DO THIS =>
The Senate speech on the Fair Work amendment bill names several companies as examples of worker exploitation. List every company it names this way.

TEXT SECTION =>
Senate debates
Tuesday, 15 March 2016
Bills
Second Reading
5:11 pm
Doug Cameron (NSW, Australian Labor Party, Shadow Minister for Human Services) Share this | Hansard source
I move:
That this bill be now read a second time.
I seek leave to table an explanatory memorandum relating to the bill and have the second reading speech incorporated in Hansard.
Leave granted.
The speech read as follows—
FAIR WORK AMENDMENT (PROTECTING AUSTRALIAN WORKERS) BILL 2016
The Fair Work Amendment (Protecting Australian Workers) Bill 2016 is a legislative expression of Labor's commitment to protecting the rights of vulnerable workers and punishing those who systematically abuse those rights.
It provides protections the coalition will never provide.
It deals with the serious and systematic contraventions of workplace laws and the abuse and denial of workers' rights that the coalition chooses to ignore.
Over the past couple of years, we have witnessed some of the most egregious cases of worker exploitation seen in Australia in decades. Exploitation that has been met, not with condemnation, but with silence and inaction by the Abbott and Turnbull governments.
In 2015 alone, we saw companies that are household names in Australian business involved in wholesale trampling of workers' rights.
We have seen subcontractors engaged by Myer employing cleaners on sham contracts under which workers were paid below award wages, denied penalty rates and superannuation and working without occupational health and safety protections.
We have seen 7-Eleven stores operating a business model based on methodical, systematic exploitation of vulnerable foreign workers that included gross underpayment of wages, doctoring of pay records designed to conceal unlawful conduct and workers subjected to threats of deportation and physical intimidation that has no place in a civilised society like ours.
We have seen revelations that Pizza Hut delivery drivers have been paid as little as six dollars an hour under rampant sham contracting arrangements that defy not only the law but any sense of decency.
We have seen supply chain arrangements adopted by Baiada Group in its poultry processing plants that rely on gross exploitation of temporary overseas workers; workers being forced to work dangerously long hours for far less than the minimum wage and to add insult to injury, being housed in overcrowded, substandard accommodation.
These are the visible examples of the illegality and exploitation of workers that is beginning to flourish under the Turnbull government.
They are the tip of a very large iceberg.
In 2015-14 alone, the Fair Work Ombudsman recovered $23 million in wages owed to over 11,000 workers. At the same time, the Turnbull government has cut the Fair Work Ombudsman's budget. Labor on the other hand has made repeated calls for the Fair Work Ombudsman to have its funding and powers increased.
Employers who deliberately and systematically deny workers their rights not only deny working people the right to a fair day's pay for a fair day's work, they undercut employers who want to do the right thing, they undermine the integrity of the workplace relations system, they distort the labour market and they undermine the principles of fair competition that underpin a successful economy.
This bill is an important step towards cracking down on the underpayment and exploitation of workers that has become rife under the Abbott and Turnbull governments.
It provides for increased penalties to be imposed on employers who deliberately and systematically deny workers the wages they are due.
It provides increased protection for workers against sham contracting.

DATA SHOWN =>

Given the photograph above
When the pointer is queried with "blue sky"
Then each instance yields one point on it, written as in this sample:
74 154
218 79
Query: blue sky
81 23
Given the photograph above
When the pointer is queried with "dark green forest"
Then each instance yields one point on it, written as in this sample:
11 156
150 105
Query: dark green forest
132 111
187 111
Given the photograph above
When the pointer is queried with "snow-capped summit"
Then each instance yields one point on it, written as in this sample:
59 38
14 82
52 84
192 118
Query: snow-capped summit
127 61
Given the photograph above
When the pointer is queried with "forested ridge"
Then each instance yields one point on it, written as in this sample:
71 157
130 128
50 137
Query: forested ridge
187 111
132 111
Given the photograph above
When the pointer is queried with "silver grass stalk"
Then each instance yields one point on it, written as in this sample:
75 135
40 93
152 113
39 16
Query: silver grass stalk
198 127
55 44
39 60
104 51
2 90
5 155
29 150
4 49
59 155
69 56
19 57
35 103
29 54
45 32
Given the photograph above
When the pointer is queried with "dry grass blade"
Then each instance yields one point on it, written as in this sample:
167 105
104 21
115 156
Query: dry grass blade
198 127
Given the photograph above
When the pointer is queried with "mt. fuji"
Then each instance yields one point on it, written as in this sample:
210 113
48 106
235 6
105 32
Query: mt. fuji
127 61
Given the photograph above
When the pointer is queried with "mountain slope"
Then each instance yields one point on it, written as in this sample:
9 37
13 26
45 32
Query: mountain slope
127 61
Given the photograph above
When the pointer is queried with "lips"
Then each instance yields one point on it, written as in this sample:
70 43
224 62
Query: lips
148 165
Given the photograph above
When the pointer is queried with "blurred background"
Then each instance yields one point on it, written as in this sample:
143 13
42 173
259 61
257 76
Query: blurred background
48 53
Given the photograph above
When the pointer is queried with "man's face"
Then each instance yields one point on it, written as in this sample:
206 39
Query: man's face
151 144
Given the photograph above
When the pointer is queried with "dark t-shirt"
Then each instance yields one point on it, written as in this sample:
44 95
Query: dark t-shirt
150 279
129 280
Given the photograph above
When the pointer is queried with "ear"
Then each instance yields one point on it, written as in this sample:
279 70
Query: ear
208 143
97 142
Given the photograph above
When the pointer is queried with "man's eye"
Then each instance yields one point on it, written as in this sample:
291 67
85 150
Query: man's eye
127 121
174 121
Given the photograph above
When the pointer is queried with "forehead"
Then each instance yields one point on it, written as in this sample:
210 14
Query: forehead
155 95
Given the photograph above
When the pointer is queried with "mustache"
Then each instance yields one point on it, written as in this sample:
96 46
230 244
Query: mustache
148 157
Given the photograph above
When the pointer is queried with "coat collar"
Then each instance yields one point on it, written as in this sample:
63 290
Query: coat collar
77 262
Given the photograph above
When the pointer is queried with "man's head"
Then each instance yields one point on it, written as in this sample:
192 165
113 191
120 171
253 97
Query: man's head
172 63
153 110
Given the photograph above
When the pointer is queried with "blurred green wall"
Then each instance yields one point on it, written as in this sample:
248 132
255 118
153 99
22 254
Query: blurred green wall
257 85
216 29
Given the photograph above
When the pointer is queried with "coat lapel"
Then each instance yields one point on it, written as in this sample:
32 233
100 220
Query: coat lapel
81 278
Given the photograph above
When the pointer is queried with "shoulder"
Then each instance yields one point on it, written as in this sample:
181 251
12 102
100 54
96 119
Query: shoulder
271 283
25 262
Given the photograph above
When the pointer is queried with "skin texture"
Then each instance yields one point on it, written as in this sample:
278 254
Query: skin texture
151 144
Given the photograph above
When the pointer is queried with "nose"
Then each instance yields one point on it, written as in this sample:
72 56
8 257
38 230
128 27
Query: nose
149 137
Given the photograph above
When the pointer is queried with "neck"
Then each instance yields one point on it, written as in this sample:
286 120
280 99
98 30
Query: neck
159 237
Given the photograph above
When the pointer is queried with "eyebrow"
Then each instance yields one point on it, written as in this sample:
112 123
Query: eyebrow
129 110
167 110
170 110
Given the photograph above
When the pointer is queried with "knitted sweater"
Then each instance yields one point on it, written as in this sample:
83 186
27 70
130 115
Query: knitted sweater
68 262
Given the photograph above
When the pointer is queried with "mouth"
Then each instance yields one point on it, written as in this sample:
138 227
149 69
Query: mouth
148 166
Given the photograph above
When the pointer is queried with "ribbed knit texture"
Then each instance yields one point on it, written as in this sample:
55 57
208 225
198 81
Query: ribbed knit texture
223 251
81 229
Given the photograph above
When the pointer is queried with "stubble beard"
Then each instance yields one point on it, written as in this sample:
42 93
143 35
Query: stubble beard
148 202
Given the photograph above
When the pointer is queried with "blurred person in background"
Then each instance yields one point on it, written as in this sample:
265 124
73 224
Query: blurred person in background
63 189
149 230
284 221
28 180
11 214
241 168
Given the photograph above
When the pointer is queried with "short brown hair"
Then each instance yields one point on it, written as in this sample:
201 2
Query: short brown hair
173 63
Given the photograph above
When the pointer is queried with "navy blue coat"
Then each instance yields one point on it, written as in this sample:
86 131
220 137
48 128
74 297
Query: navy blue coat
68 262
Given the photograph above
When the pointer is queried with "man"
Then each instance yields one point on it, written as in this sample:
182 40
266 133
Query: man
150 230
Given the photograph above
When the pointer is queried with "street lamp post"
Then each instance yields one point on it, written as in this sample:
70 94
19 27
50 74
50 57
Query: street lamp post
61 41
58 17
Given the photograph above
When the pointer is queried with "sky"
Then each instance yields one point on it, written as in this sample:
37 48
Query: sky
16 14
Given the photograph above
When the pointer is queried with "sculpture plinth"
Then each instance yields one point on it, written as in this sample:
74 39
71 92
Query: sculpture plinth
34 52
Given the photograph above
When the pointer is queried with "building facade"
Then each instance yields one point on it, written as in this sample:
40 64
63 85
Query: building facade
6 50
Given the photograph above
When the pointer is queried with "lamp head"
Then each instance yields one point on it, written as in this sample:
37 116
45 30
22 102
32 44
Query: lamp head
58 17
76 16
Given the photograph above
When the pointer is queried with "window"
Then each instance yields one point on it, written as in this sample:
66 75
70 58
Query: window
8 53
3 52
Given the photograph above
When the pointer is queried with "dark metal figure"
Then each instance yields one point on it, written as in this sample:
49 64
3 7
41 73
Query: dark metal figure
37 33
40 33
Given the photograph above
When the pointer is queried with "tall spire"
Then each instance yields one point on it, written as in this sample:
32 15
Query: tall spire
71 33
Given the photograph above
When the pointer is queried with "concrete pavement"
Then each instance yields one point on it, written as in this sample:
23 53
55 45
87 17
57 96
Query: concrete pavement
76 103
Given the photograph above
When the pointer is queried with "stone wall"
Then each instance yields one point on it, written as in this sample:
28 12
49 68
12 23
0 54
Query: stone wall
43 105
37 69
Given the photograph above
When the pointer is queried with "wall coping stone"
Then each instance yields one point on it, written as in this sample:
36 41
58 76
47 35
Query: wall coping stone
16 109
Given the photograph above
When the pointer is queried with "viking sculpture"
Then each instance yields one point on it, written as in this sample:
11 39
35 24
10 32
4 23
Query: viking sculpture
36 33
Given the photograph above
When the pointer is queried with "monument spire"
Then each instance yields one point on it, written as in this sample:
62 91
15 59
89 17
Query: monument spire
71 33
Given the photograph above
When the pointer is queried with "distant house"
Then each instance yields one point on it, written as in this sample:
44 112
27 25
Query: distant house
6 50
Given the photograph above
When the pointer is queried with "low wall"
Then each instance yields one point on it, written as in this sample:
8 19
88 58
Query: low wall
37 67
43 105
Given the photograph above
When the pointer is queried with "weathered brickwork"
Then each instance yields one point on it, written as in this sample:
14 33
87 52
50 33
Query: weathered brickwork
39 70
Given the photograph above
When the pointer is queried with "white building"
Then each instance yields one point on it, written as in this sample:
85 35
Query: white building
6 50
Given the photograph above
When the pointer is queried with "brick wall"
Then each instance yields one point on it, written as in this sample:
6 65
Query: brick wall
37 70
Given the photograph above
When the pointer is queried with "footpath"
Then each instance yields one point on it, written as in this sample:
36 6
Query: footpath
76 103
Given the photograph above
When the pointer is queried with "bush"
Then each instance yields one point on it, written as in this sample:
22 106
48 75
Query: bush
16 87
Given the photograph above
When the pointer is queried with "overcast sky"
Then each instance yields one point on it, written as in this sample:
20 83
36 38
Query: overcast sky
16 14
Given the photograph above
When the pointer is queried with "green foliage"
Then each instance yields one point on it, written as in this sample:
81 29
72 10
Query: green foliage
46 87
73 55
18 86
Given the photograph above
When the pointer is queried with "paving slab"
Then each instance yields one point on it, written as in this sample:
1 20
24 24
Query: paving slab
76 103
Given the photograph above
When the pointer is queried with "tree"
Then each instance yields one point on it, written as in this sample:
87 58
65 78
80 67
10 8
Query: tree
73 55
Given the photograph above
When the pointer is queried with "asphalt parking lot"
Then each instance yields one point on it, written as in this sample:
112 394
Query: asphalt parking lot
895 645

...

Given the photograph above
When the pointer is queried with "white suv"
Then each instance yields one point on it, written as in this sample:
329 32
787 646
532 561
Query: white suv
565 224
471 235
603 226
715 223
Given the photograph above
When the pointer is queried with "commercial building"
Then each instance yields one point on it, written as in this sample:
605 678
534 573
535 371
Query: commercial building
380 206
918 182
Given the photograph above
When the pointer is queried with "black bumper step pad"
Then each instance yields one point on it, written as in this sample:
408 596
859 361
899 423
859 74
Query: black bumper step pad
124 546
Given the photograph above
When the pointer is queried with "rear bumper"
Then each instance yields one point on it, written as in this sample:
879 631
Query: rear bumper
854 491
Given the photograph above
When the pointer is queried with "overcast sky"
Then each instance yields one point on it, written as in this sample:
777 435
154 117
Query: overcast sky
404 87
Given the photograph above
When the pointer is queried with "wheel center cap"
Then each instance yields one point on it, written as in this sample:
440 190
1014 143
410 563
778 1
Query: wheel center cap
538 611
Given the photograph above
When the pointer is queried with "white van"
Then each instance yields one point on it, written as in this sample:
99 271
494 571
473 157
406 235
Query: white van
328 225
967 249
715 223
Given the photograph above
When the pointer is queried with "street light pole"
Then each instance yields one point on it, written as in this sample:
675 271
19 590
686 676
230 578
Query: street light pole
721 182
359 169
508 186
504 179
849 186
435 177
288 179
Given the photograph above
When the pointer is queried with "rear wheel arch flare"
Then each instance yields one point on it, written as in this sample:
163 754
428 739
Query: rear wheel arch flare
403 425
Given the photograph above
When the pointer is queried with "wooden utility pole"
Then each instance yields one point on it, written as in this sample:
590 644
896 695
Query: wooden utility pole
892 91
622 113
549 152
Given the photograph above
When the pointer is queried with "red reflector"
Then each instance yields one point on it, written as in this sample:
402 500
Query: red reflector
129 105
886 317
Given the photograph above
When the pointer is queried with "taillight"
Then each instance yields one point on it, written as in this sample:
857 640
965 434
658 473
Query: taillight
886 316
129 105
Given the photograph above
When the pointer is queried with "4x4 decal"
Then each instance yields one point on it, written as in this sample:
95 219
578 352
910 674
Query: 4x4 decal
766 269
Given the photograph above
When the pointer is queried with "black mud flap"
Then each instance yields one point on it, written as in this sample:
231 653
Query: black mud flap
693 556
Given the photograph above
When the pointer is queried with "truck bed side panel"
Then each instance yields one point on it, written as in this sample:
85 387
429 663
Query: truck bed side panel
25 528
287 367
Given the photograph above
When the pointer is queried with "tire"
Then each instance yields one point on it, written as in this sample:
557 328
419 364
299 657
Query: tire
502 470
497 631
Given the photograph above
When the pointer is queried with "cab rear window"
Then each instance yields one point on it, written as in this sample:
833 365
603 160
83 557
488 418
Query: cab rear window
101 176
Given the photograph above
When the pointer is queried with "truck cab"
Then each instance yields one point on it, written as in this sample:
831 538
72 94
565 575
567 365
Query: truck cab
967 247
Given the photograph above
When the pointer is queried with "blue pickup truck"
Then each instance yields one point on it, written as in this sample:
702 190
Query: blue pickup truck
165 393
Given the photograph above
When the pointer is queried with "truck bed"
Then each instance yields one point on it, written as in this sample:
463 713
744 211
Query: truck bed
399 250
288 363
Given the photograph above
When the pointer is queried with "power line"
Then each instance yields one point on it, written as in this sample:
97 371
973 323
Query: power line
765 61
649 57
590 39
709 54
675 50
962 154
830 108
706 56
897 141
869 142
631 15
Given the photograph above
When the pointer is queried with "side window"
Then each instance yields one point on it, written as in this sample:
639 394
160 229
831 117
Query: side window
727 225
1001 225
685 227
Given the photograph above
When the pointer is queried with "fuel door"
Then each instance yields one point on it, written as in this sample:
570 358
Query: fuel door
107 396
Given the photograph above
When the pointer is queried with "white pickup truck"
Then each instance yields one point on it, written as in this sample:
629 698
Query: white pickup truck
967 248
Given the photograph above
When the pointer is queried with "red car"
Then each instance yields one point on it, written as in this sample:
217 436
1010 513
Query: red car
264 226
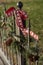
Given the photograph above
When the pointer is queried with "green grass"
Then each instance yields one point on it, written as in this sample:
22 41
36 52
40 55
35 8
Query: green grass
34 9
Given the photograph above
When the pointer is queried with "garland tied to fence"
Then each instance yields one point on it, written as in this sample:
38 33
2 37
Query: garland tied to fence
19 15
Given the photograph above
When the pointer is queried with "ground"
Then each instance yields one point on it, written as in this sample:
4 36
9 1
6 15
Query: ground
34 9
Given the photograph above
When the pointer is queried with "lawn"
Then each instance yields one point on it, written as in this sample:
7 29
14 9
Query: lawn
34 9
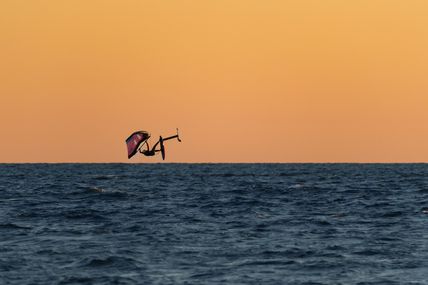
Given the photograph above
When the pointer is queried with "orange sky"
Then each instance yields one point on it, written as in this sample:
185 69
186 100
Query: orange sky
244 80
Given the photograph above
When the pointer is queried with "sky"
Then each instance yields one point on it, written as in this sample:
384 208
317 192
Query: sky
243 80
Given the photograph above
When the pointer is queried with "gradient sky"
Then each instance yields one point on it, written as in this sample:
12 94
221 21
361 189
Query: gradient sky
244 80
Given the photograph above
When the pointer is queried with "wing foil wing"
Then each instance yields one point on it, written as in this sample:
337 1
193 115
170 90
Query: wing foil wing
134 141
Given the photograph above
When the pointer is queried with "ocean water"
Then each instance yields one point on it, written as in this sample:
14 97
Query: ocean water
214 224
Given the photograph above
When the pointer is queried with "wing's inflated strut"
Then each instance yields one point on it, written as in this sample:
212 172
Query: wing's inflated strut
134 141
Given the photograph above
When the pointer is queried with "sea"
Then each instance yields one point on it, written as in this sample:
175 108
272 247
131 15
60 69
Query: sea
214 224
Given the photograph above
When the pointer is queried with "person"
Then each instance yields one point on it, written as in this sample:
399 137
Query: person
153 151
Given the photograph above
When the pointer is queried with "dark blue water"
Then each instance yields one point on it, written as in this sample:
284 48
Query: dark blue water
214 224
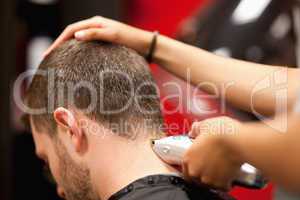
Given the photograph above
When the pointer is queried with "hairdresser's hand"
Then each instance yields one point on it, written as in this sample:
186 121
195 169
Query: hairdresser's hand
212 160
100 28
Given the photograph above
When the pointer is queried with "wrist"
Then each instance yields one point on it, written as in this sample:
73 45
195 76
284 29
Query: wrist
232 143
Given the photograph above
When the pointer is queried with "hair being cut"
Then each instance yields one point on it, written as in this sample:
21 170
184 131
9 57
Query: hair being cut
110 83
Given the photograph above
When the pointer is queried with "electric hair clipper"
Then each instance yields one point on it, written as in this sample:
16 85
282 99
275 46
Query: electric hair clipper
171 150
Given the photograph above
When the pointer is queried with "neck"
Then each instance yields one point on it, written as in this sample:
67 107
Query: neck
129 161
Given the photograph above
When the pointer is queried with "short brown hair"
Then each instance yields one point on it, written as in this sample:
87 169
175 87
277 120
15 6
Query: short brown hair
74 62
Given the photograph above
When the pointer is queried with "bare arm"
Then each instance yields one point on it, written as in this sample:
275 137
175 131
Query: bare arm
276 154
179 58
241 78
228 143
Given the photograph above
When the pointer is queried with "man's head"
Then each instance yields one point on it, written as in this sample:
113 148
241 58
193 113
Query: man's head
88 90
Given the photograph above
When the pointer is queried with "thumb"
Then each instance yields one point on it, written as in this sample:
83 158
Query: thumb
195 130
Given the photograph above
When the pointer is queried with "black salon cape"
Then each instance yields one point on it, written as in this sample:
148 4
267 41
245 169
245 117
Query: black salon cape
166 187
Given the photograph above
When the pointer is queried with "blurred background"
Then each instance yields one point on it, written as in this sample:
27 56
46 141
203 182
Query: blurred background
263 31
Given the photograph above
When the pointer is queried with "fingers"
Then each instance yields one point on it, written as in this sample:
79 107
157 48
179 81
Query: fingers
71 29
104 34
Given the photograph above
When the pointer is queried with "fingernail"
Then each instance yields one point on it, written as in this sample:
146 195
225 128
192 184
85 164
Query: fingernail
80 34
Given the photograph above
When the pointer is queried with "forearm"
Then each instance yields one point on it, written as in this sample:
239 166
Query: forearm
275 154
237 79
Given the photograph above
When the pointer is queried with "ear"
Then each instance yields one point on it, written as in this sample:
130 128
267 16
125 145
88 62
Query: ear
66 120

EXERCISE RESPONSE =>
Myer, 7-Eleven, Pizza Hut, Baiada Group